▶ _Work to complete_
Write each entry out again exactly as it was given.

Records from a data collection

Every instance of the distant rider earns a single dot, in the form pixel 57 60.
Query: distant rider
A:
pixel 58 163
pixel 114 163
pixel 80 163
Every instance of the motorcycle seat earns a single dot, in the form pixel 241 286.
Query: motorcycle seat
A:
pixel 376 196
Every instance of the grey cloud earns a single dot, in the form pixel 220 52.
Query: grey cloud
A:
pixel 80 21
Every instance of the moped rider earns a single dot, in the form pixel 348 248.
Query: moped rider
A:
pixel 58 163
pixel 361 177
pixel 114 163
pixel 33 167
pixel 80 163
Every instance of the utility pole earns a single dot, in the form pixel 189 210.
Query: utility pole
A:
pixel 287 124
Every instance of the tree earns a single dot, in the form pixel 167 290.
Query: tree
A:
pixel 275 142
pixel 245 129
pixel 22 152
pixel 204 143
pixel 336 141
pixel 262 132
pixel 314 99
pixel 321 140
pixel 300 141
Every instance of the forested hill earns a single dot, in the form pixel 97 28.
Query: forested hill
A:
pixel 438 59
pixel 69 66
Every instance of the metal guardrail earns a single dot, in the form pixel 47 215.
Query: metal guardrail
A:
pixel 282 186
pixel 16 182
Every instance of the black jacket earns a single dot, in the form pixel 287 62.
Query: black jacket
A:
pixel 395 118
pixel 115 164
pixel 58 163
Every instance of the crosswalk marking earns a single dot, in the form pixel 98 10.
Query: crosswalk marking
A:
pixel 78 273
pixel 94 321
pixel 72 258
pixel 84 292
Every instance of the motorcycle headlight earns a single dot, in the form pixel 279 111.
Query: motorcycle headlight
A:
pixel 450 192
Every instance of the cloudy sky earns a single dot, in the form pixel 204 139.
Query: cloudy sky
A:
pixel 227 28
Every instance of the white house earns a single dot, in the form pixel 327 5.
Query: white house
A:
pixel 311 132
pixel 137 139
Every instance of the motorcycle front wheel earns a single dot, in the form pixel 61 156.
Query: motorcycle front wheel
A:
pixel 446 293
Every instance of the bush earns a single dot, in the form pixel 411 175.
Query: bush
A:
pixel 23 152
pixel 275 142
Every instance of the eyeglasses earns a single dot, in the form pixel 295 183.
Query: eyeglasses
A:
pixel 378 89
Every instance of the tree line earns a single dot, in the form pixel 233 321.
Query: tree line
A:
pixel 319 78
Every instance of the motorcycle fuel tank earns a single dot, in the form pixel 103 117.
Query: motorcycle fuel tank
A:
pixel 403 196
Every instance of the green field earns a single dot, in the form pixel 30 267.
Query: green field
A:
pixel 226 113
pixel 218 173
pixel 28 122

▶ _Exercise solution_
Every instance of the distant rider earns a single dot, in the form pixel 57 60.
Query: distant rider
A:
pixel 58 163
pixel 114 163
pixel 80 163
Every instance of the motorcycle seat earns a single dot, in the form pixel 241 286.
Query: motorcycle seat
A:
pixel 376 196
Every instance of the grey cloud earns a single dot, in the form pixel 220 52.
Query: grey cloud
A:
pixel 80 21
Every instance of the moped rider earns a single dot, in the form pixel 348 248.
Query: moped rider
A:
pixel 58 163
pixel 361 177
pixel 114 163
pixel 33 167
pixel 80 163
Every instance of the utility pole earns a single dot, in the form pixel 189 210.
Query: utility pole
A:
pixel 287 124
Every instance of the tree earns a single dot, in the form pixel 167 290.
Query: tree
A:
pixel 275 142
pixel 245 129
pixel 22 152
pixel 204 143
pixel 336 141
pixel 262 132
pixel 314 99
pixel 321 140
pixel 300 141
Every instance of the forested hill earns a single dot, in the form pixel 97 28.
Query: forested hill
A:
pixel 438 59
pixel 69 66
Every instance of the metal guardrail earns a single dot, in the form pixel 47 215.
Query: metal guardrail
A:
pixel 282 186
pixel 16 182
Every instance of the black jacket earns a single dot, in the form pixel 287 62.
Query: black jacket
A:
pixel 395 118
pixel 115 164
pixel 58 163
Every instance of the crosswalk marking earns a single dot, in the form pixel 98 10.
Query: crosswalk marking
A:
pixel 78 273
pixel 94 321
pixel 72 258
pixel 84 292
Every instance of the motorcycle headlight earns a single dot, in the form pixel 279 111.
Query: motorcycle headlight
A:
pixel 450 192
Every instance of the cloudy sky earns a single dot, in the form pixel 204 139.
Query: cloudy sky
A:
pixel 227 28
Every instance of the white house earns a single dot, in the form pixel 327 5.
Query: white house
A:
pixel 311 132
pixel 137 139
Every instance of the motorcycle front wheel earns a single dot, in the form pixel 61 156.
Query: motorcycle front wheel
A:
pixel 446 293
Every instance of the bush earns a single dot, in the form pixel 411 175.
Query: bush
A:
pixel 23 152
pixel 275 142
Every instance of the eyeglasses earns a single dot, in the form pixel 295 183.
Query: eyeglasses
A:
pixel 378 89
Every instance of the tree line earns a single dot, in the form pixel 233 321.
Query: tree line
A:
pixel 319 78
Every instance of the motorcycle fuel tank earns a single dot, in the form pixel 103 117.
Query: motorcycle fuel tank
A:
pixel 403 196
Every instance of the green field earns a single dot, in the form pixel 30 267.
Query: green field
A:
pixel 226 113
pixel 218 173
pixel 28 122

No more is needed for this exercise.